───── Textauszug ─────
Verschleppt, versklavt, verkauft
Mädchen seien als Sklavinnen geboren und bereits im Alter von neun oder zehn Jahren "reif genug", um sie zu verkaufen, fügt er hinzu. "Sklaverei ist in meiner Religion erlaubt, und ich werde weiter Menschen entführen und zu Sklaven machen." Damit meint er nicht nur härteste Knochenarbeit in den Lagern der Extremisten, sondern auch regelmäßigen sexuellen Missbrauch.
Es sei nicht das erste Mal, dass die Boko Haram junge Frauen kidnappe - jedoch seien es noch nie so viele gewesen, sagt die Vorsitzende der nigerianischen Frauenvereinigung FIDA, Ladi Madaki. Jene, die eine Entführung überlebt haben, berichten von Horror-Erlebnissen.
───── Vorliegende Daten ─────
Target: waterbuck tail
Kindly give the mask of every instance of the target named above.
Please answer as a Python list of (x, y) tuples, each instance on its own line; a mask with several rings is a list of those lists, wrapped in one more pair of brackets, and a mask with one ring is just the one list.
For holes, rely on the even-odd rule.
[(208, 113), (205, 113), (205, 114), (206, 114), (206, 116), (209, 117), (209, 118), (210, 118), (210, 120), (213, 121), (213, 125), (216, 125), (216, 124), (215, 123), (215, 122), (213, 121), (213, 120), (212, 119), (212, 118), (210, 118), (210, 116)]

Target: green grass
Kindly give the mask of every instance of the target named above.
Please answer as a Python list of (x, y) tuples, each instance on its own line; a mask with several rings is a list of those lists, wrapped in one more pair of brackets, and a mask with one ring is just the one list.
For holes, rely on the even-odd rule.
─────
*Aufgabenstellung*
[1] Gib den Abschnitt des Textes über die Entführungen durch Boko Haram beginnend bei "Es sei nicht" und endend bei "berichten von Horror-Erlebnissen." wieder und benenne dabei "Boko Haram" in "Terrormiliz" um.
[2] Fasse im Text über die Entführungen durch Boko Haram den Absatz, der mit "Es sei nicht das erste Mal" beginnt, kürzer zusammen und behalte seine wichtigsten Fakten bei.
[3] Setze den Text über die Entführungen durch Boko Haram nach seinem letzten Satz fort.
Die Daten sind hierfür ohne Belang.

*Nummerierte Antworten*
[1]
Es sei nicht das erste Mal, dass die Terrormiliz junge Frauen kidnappe - jedoch seien es noch nie so viele gewesen, sagt die Vorsitzende der nigerianischen Frauenvereinigung FIDA, Ladi Madaki. Jene, die eine Entführung überlebt haben, berichten von Horror-Erlebnissen.

[2] Laut Ladi Madaki, Vorsitzende der nigerianischen Frauenvereinigung FIDA, entführt Boko Haram nicht zum ersten Mal junge Frauen, aber noch nie waren es so viele. Überlebende berichten von Horror-Erlebnissen.

[3]
Eine Studie der schottischen St. Andrews Universität berichtet vom Fall einer 19-Jährigen, die drei Monate lang in der Gewalt der Extremisten war. "Sie wurde gezwungen, für 14 Männer zu kochen und zu putzen, zum Islam zu konvertieren und Regierungssoldaten anzulocken, denen dann von der Boko Haram die Kehle aufgeschlitzt wurde." Im August 2013 berichtete eine Studentin in Nordnigeria von einer Boko-Haram-Attacke auf die Schlafsäle der Universität Maiduguri. Alle Männer wurden ermordet und die Frauen in Musliminnen und Christinnen aufgeteilt. Anschließend vergewaltigten die Angreifer die christlichen Hochschülerinnen systematisch.
"Wartet nur ab, was mit Euren eigenen Frauen passieren wird"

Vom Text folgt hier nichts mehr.